(TASK STATEMENT): Write out the lines again, from the one that has "Objective — for every instance of the fog" through the one that has "[[285, 353]]", substituting "headlight" for "fog light" and keeping everything else the same.

(Data pulled from a collection):
------------

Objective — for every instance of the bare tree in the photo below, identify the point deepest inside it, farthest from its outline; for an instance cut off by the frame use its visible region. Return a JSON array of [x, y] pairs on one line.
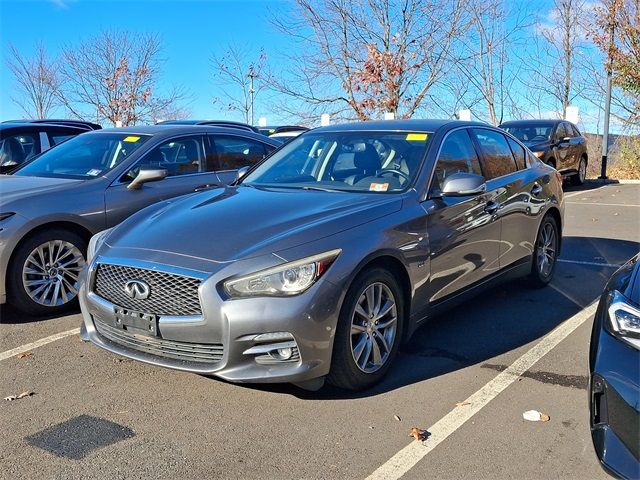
[[487, 52], [113, 76], [36, 80], [361, 58], [240, 80]]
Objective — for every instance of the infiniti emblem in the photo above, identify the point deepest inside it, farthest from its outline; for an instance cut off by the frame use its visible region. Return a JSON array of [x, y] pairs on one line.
[[137, 289]]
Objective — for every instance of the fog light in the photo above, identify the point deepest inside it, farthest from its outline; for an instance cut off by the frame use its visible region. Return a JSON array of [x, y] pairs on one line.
[[285, 353]]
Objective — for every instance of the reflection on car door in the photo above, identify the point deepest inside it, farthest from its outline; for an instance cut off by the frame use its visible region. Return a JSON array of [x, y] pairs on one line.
[[463, 232], [185, 159]]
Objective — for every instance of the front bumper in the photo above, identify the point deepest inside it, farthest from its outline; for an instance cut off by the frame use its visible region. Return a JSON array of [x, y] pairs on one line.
[[216, 342], [614, 401]]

------------

(CORRECT RESULT):
Objective — for every instance of the headlight in the photo above, identify the point deepest inside it, farthest from its outline; for an instance cut off by the frame use its visible region. Return a JSON array of [x, y] pairs on one line.
[[285, 353]]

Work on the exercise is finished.